- TEXTO DADO:
Dia Nacional de Luta

Em diálogo inédito, moradores de rua de SP criticam violência policial e albergues

Secretário de Direitos Humanos da capital e subprefeito se encontram na Sé com moradores, que cobram ainda reformas agrária e política e pedem melhor aplicação do dinheiro público

Mariana Topfstedt/Sigmapress/Folhapress

‘Todo morador de rua tem um coração’, afirma um dos participantes. Dia de Luta lembra assassinatos em 2004

São Paulo – Para quem passou hoje (19) de ônibus ou carro nas redondezas da Praça da Sé, no centro de São Paulo, podia ser uma tarde comum: grande fluxo de pessoas, rodas de populares em torno de pastores, pessoas sob cobertores puídos. Mas uma das aglomerações era inédita. Em um pequeno palco, o subprefeito da Sé, Marcos Barreto, e o secretário municipal de Direitos Humanos, Rogério Sottili, ouviam pessoas em situação de rua falarem, com a ajuda de um microfone, suas reclamações e sugestões para políticas públicas.

- TAREFA PROPOSTA:
Resuma em duas frases o texto sobre o encontro com moradores de rua na Praça da Sé.

- INFORMAÇÕES DADAS:
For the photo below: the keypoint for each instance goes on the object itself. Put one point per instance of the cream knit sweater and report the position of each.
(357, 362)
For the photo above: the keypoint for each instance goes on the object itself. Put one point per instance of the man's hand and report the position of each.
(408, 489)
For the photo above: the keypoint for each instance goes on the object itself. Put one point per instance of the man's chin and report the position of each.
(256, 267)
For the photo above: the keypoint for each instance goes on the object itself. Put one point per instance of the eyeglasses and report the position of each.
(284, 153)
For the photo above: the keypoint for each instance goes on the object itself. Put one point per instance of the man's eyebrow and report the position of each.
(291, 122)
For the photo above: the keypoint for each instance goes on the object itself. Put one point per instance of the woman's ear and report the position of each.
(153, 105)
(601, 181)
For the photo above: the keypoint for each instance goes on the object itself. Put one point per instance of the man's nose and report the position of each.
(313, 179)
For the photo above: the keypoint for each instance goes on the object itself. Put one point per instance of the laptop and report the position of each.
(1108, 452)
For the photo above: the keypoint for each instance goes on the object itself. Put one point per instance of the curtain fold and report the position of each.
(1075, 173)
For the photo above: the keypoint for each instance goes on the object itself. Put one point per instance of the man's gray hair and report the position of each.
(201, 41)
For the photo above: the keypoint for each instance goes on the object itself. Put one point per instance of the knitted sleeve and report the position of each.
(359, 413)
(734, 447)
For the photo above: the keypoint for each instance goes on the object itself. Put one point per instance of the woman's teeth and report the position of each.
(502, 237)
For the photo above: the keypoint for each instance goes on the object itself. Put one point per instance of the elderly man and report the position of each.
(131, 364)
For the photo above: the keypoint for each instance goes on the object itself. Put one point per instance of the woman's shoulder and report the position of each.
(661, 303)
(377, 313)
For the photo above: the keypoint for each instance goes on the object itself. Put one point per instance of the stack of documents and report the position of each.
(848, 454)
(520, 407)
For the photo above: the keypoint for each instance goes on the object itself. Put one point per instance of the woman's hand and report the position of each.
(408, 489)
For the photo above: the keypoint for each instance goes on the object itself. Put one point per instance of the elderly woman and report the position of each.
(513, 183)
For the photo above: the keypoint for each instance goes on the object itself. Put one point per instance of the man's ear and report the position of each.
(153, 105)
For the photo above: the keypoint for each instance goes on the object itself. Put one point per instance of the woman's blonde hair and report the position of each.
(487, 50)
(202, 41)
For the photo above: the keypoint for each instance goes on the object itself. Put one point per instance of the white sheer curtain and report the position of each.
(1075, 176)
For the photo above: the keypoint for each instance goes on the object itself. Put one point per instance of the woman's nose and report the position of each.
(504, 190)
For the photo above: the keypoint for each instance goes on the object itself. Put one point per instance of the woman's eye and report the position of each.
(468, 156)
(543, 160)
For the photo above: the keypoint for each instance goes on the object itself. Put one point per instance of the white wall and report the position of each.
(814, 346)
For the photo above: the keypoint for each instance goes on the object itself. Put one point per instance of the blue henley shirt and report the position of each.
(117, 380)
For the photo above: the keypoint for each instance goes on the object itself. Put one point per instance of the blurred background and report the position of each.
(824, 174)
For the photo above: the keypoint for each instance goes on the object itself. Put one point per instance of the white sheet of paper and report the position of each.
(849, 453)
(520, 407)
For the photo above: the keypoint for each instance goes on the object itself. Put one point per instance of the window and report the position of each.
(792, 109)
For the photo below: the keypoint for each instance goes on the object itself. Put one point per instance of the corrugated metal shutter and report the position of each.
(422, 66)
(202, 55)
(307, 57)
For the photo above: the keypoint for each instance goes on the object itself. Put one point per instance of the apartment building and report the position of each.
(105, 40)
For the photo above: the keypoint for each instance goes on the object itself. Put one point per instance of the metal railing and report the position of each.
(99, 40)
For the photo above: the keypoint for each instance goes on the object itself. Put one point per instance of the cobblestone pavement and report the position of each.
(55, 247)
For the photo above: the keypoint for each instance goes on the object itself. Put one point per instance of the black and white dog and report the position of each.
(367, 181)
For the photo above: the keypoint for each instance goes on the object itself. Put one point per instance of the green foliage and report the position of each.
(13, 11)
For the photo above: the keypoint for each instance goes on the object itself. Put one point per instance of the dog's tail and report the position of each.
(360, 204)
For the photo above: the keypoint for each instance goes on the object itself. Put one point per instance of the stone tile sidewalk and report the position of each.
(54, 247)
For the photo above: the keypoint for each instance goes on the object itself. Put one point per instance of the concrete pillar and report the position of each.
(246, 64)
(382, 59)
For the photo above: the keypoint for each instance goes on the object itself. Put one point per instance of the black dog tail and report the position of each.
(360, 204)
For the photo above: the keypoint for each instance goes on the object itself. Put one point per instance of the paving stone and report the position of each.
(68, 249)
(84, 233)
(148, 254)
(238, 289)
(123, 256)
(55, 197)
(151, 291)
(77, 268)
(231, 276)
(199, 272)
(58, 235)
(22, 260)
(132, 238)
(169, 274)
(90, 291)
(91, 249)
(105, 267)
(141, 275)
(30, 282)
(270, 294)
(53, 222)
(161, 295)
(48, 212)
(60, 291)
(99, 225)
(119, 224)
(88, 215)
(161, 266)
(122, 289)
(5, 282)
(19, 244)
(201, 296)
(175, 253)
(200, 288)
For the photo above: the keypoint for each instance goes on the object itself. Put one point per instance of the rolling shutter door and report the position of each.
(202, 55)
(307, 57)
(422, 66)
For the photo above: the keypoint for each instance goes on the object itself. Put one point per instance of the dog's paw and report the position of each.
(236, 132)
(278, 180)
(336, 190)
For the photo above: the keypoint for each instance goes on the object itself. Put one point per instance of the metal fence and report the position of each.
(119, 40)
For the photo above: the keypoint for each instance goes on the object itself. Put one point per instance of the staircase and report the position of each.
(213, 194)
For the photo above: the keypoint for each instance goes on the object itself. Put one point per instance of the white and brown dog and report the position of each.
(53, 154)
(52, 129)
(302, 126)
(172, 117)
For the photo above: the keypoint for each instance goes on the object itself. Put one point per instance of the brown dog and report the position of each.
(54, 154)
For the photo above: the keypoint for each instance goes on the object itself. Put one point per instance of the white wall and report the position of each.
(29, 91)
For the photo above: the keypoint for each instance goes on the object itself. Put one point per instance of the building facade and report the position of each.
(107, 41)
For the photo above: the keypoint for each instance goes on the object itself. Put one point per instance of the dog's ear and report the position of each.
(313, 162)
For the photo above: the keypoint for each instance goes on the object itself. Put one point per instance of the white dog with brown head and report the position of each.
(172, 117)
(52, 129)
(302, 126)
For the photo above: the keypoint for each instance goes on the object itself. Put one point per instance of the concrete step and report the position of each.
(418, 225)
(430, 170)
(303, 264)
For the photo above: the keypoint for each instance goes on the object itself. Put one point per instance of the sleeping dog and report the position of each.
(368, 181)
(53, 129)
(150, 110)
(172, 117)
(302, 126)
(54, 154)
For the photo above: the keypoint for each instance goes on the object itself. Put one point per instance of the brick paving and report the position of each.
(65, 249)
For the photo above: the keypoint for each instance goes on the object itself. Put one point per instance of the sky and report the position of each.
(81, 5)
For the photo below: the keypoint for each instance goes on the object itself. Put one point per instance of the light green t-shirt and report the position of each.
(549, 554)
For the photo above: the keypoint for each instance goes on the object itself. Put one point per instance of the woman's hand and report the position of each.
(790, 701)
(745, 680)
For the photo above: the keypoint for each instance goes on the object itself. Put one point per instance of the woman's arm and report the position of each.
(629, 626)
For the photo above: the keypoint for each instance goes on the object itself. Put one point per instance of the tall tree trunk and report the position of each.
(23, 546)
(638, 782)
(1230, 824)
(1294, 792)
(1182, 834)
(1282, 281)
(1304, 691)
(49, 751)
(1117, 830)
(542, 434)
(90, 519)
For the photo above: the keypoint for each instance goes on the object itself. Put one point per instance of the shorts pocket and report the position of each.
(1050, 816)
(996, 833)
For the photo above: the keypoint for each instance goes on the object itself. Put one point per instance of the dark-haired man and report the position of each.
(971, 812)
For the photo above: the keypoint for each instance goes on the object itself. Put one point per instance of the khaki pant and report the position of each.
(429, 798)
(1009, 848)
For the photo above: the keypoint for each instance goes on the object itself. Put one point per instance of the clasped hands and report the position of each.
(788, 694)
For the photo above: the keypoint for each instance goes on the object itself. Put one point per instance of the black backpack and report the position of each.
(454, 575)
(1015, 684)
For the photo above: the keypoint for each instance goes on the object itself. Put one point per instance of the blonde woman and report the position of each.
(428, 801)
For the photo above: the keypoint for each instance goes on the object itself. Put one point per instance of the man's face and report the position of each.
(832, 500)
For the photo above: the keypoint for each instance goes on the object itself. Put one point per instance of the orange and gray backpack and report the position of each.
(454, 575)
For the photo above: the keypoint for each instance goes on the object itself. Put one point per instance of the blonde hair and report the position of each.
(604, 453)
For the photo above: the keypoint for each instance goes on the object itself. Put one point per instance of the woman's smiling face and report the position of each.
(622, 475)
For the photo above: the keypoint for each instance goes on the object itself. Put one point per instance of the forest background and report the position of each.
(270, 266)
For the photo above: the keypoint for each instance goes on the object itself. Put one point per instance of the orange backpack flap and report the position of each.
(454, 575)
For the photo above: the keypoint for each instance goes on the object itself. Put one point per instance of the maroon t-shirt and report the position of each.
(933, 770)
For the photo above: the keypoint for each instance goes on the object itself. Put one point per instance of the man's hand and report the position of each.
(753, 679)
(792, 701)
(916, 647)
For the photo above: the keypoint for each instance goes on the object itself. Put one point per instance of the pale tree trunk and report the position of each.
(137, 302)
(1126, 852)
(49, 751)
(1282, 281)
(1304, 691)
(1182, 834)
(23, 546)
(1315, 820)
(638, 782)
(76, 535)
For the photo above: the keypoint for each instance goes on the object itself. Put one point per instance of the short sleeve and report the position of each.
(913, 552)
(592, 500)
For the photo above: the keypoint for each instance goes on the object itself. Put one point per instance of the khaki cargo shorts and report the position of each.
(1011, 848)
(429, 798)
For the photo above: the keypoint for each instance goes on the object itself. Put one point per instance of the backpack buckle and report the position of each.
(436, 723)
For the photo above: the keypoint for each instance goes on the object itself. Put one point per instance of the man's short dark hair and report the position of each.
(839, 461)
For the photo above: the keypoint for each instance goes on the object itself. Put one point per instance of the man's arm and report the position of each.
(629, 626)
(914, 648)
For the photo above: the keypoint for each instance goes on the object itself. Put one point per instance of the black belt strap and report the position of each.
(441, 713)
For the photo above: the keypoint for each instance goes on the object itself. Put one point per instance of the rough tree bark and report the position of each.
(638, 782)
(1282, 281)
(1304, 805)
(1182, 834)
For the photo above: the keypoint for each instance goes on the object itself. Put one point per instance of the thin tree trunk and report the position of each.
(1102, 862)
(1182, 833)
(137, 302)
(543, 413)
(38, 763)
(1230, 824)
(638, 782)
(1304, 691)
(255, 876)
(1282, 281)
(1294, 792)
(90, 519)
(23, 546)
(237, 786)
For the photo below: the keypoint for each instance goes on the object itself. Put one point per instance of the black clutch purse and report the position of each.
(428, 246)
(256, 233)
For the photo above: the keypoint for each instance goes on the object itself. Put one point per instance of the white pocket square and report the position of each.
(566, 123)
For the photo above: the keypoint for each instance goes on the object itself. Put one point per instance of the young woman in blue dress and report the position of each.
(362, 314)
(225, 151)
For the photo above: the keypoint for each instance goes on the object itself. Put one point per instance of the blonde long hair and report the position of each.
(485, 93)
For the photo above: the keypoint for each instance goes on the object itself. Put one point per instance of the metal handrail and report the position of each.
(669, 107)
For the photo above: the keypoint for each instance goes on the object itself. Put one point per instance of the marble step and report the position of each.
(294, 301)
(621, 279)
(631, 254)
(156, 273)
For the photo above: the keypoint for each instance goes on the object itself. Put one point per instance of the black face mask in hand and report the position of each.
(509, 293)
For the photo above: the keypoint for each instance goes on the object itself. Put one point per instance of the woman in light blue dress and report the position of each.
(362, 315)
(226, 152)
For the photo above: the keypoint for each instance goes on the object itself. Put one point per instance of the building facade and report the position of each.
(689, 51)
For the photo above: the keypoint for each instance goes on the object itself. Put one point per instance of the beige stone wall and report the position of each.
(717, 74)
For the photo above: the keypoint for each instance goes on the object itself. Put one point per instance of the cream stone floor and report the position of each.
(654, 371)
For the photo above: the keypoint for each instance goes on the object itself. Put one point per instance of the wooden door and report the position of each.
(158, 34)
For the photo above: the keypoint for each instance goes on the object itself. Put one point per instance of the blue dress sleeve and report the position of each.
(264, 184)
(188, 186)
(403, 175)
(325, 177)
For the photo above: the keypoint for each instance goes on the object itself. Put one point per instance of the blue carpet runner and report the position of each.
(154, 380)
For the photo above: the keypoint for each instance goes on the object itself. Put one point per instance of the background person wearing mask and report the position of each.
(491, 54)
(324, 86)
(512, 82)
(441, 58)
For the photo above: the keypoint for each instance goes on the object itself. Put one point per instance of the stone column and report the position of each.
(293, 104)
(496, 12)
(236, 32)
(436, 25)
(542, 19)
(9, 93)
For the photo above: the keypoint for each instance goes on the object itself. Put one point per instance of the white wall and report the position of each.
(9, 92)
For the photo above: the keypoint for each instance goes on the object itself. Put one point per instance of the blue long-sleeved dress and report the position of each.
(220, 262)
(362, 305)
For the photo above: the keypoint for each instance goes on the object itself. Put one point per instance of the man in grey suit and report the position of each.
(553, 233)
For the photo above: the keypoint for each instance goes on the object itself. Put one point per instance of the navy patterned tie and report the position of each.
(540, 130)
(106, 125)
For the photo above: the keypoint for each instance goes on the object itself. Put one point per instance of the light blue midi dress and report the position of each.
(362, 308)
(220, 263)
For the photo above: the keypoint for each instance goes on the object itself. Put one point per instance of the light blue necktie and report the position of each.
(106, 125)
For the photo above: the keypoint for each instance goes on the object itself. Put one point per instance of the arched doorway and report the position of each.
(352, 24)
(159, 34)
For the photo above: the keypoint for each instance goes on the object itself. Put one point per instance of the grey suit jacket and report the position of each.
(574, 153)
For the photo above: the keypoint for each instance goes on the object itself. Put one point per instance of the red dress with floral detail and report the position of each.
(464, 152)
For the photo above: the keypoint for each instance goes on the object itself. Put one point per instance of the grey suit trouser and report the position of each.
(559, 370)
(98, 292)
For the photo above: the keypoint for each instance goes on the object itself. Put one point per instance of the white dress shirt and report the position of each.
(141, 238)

- RESPOSTA RESOLVIDA:
Num diálogo inédito na Praça da Sé, no centro de São Paulo, o subprefeito da Sé, Marcos Barreto, e o secretário municipal de Direitos Humanos, Rogério Sottili, ouviram pessoas em situação de rua apresentarem ao microfone reclamações e sugestões para políticas públicas. Os moradores criticaram a violência policial e os albergues, cobraram reformas agrária e política e pediram melhor aplicação do dinheiro público.